PROVIDED RECORDS.
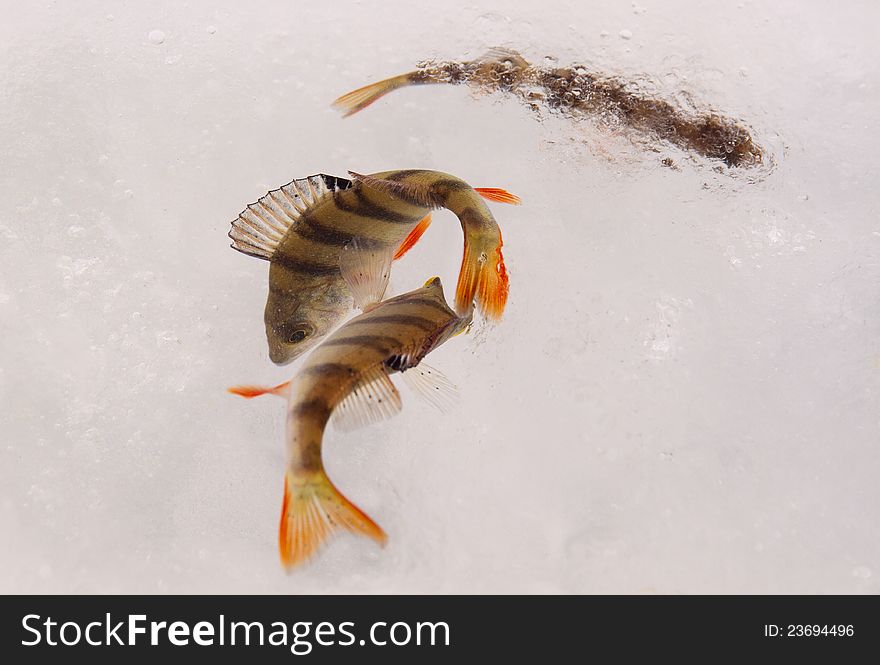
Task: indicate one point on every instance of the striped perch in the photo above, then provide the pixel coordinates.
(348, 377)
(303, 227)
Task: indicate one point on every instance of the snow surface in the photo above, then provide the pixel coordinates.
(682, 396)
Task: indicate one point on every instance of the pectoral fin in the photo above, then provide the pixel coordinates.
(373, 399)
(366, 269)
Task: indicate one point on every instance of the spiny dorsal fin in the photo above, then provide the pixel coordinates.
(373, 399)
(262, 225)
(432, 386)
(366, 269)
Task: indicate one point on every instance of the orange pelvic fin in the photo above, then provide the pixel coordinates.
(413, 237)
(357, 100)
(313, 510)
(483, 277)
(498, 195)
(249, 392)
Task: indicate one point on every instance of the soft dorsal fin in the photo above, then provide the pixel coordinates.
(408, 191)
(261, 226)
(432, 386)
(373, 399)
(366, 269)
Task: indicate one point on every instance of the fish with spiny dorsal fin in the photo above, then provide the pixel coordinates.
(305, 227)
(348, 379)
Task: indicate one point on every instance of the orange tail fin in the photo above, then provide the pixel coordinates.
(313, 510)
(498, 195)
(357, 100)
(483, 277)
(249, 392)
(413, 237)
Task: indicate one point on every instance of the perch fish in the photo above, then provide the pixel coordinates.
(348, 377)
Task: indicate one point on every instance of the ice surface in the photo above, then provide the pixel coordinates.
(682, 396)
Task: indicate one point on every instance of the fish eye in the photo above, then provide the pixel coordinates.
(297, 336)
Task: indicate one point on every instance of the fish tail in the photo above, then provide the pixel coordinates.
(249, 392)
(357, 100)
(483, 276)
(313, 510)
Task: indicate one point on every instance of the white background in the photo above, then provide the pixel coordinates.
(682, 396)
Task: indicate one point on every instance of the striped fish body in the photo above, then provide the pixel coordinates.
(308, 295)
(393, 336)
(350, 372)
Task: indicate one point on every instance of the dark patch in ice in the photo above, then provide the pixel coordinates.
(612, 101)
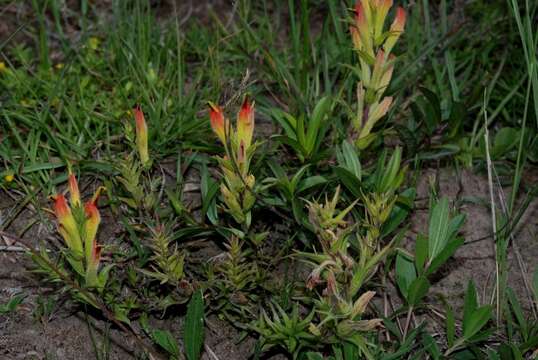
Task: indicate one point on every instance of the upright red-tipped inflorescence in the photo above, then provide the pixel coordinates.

WHAT TO DO. Rewrite the records from the line containing "Task: indicate one point on every instance of the dark" through the end of the records, inclusive, with "dark patch in ice" replaced by "dark hole in ice" and nothing else changed. Leave the pictures out.

COMPLETE RESPONSE.
Task: indicate one point on every instance of the dark hole in ice in the photo above, then provide the pixel coordinates.
(612, 101)
Task: indicate one point on every instance of the upright red-tipped inflorescence in the photo above, then provide the pixel coordinates.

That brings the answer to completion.